## DATASET EXCERPTS
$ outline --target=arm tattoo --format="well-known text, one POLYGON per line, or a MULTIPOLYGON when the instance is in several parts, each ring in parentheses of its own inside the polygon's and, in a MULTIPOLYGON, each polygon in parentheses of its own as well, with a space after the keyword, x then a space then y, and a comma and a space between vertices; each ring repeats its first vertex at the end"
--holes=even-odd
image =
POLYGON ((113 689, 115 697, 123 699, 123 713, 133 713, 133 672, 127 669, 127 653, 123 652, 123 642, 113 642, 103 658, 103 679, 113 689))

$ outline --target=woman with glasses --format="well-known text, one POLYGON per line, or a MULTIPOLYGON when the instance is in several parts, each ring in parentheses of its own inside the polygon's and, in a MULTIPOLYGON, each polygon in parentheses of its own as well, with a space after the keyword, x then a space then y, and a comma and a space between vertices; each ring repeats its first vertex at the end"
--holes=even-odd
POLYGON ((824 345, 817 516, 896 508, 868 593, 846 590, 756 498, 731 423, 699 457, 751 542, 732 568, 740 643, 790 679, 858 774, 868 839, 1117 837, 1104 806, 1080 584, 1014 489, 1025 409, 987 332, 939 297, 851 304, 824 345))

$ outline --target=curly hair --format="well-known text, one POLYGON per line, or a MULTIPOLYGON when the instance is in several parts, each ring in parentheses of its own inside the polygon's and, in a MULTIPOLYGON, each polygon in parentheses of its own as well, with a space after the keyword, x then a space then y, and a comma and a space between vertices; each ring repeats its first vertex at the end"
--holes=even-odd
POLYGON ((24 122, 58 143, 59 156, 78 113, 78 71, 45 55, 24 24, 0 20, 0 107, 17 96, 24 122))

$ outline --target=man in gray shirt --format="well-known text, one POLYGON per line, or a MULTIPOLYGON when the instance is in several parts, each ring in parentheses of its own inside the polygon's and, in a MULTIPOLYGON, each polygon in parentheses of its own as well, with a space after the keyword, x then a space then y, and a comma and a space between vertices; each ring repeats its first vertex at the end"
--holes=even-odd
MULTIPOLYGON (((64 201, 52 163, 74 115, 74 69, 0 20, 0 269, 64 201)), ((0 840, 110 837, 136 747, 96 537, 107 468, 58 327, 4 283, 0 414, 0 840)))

## SET PROBLEM
Put every line of the entries above into a Markdown table with the columns "Row" and "Line", numbering the rows in order and omitting blank lines.

## CORRECT OUTPUT
| Row | Line |
|---|---|
| 1 | $ outline --target=arm tattoo --format="well-known text, one POLYGON per line, or a MULTIPOLYGON when the instance is in several parts, each ring in parentheses of its own inside the polygon's and, in a MULTIPOLYGON, each polygon in parentheses of its own as well, with a space after the keyword, x then a space then y, and a comma and a space between vertices; each ring repeats its first vertex at the end" |
| 2 | --holes=even-odd |
| 3 | image = |
| 4 | POLYGON ((113 689, 115 697, 123 699, 123 713, 133 713, 133 672, 127 669, 127 653, 123 652, 123 642, 113 642, 103 658, 103 679, 113 689)) |
| 5 | $ outline --target=woman with glasses --format="well-known text, one POLYGON per line, or a MULTIPOLYGON when the instance is in several parts, each ring in parentheses of its own inside the polygon's and, in a MULTIPOLYGON, each polygon in parentheses of its own as well, with a space after the keyword, x then a space then y, and a comma and a space between vertices; each ring repeats its first vertex at the end" |
| 6 | --holes=even-odd |
| 7 | POLYGON ((824 345, 817 516, 896 508, 868 593, 846 590, 756 498, 731 423, 699 457, 751 542, 732 568, 740 643, 790 679, 858 774, 868 839, 1117 837, 1104 806, 1080 584, 1014 489, 1025 409, 987 332, 939 297, 851 304, 824 345)) |
| 8 | $ outline --target=curly hair --format="well-known text, one POLYGON per line, or a MULTIPOLYGON when the instance is in several parts, each ring in parentheses of its own inside the polygon's and, in a MULTIPOLYGON, each polygon in parentheses of its own as well, with a space after the keyword, x then a space then y, and a comma and a space between vertices; each ring repeats its first vertex at the end" |
| 9 | --holes=even-odd |
| 10 | POLYGON ((24 122, 58 143, 59 156, 78 113, 78 71, 45 55, 24 24, 0 20, 0 107, 17 96, 24 122)) |
| 11 | $ outline --target=man in gray shirt --format="well-known text, one POLYGON per line, or a MULTIPOLYGON when the instance is in several parts, each ring in parentheses of its own inside the polygon's and, in a MULTIPOLYGON, each polygon in parentheses of its own as well, with a space after the keyword, x then a space then y, and a comma and a space between vertices; each ring repeats its first vertex at the end" |
| 12 | --holes=even-odd |
| 13 | MULTIPOLYGON (((64 201, 52 163, 74 115, 74 69, 0 20, 0 269, 64 201)), ((0 840, 110 837, 136 747, 96 537, 107 468, 58 327, 4 283, 0 414, 0 840))) |